- _Work task_
Continue the passage on topological groups from the point where it ends.

Examples of topological groups: the vector group $\mathbf R ^ {n}$ is the direct product of $n$ copies of the additive group $\mathbf R$ of real numbers with the natural topology; the circle $\mathbf R / \mathbf Z$ is the quotient group of $\mathbf R$ by the subgroup of integers $\mathbf Z$; every Lie group; any abstract group with the discrete topology; an arbitrary topological vector space.

Usually the underlying space of a topological group is assumed to be Hausdorff. The quotient space $G/H$ is Hausdorff if and only if the subgroup $H$ is closed in $G$( from now on all subgroups considered are assumed to be closed). The quotient space $G/H$ of cosets is regular. However, there exist topological groups with non-normal underlying space (cf. ).

A topological group is said to be connected, totally disconnected, compact, locally compact, etc., if the corresponding property holds for its underlying topological space. The connected component of the identity $G ^ {0}$ is the largest connected closed subgroup of $G$. The quotient group $G/G ^ {0}$ is totally disconnected. A locally compact totally-disconnected group has an open compact subgroup. If $G$ is a compact totally-disconnected group, then every neighbourhood of the identity contains an open normal subgroup of $G$. Hence it follows that the class of compact totally-disconnected groups coincides with the class of profinite groups (cf. Profinite group). These play an important role in Galois theory, where, with the Krull topology, they appear as the Galois groups of infinite separable fields.

Every topological group is a uniform space in a natural way. Specifically, a left uniform group structure on a topological group $G$ is defined by the collection of sets

$$L (U) = \ \{ {(x, y) \in G \times G } : { x ^ {-1} y \in U } \} ,$$

where $U$ runs over a system of neighbourhoods of the identity in $G$; a right uniform structure is defined by symmetry. The topology arising from the uniform structure is the same as the original topology on the group. The existence of a uniform structure on a topological group allows one to introduce and apply the notions of uniform continuity (for example, for real-valued functions on a topological group), Cauchy sequences, completeness, and completion. A locally compact topological group is complete in its uniform structure. A consequence of this is the fact that any locally compact subgroup of a Hausdorff topological group is closed. There exist, however, topological groups which cannot even be imbedded in complete groups.

- _Provided material_
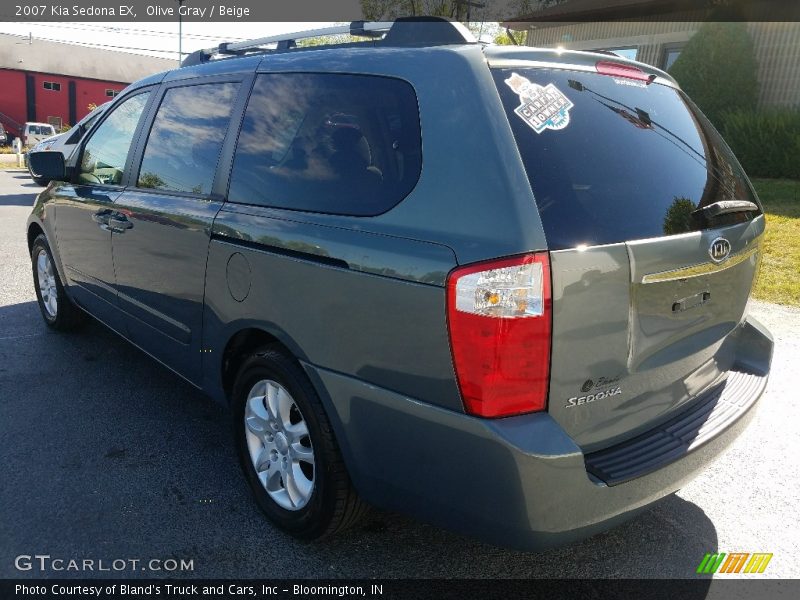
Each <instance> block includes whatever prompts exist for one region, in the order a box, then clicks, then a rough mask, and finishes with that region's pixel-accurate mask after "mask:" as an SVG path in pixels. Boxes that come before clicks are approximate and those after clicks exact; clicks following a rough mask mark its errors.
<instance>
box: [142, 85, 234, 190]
mask: <svg viewBox="0 0 800 600" xmlns="http://www.w3.org/2000/svg"><path fill="white" fill-rule="evenodd" d="M238 89H239V84H238V83H209V84H203V85H193V86H187V87H178V88H172V89H171V90H168V91H167V93H166V94H165V95H164V99H163V100H162V102H161V106H160V107H159V108H158V114H157V115H156V118H155V120H154V121H153V127H152V129H151V130H150V137H149V138H148V139H147V146H146V148H145V151H144V158H143V159H142V166H141V168H140V169H139V177H138V181H137V184H136V185H137V186H138V187H140V188H154V189H159V190H165V191H170V192H190V193H194V194H208V193H210V192H211V184H212V183H213V181H214V173H215V171H216V169H217V162H218V161H219V155H220V151H221V150H222V141H223V140H224V139H225V134H226V133H227V131H228V125H229V123H230V120H231V110H232V108H233V102H234V100H235V99H236V92H237V90H238Z"/></svg>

- _Response_
On every locally compact topological group $G$ there exists a non-trivial measure $\mu$ that is invariant under left translation (that is, for every $\mu$- measurable subset $A \subseteq G$ and every element $x \in G$ the subset $xA$ is measurable and $\mu (xA) = \mu (A)$). Such a measure is called a Haar measure. It is unique up to multiplication by a constant.

If the topological group $G$ is compact, then a Haar measure is also invariant under right translation. Moreover, in this case one may choose the constant factor such that $\mu (G) = 1$. This enables one to consider the integral $\int f (x) d \mu (x)$ as the mean value of the function $f (x)$ on $G$. The most important applications of Haar measure are concerned with the theory of continuous representations. Integration with respect to a Haar measure allows one to transfer to compact groups a significant part of the theory of representations of finite groups (for example, the orthogonality relation for characters, or for matrix entries), and also the Peter–Weyl theorem, which was first obtained for Lie groups. A consequence of this theorem is the fact that every compact group admits a complete system of finite-dimensional unitary representations (in other words, for every non-trivial element $x \in G$ there exists a representation $\rho$ such that $\rho (x) \neq E$). There exist locally compact groups without non-trivial finite-dimensional representations.

In essence, significant results about the structure of topological groups are known only for locally compact groups. For locally compact Abelian groups there is the following fundamental structure theorem: Every locally compact Abelian group $G$ can be represented as the direct product $G = \mathbf R ^ {n} \times H$, where $H$ is a group with an open compact subgroup $K$. This result is a consequence of a duality theory for locally compact Abelian groups (cf. Pontryagin duality). This theorem reduces the study of the structure of $G$ to questions about the discrete groups $H/K$ and $\widehat{K}$, where $\widehat{K}$ is the character group of $K$, in other words, to questions in abstract group theory.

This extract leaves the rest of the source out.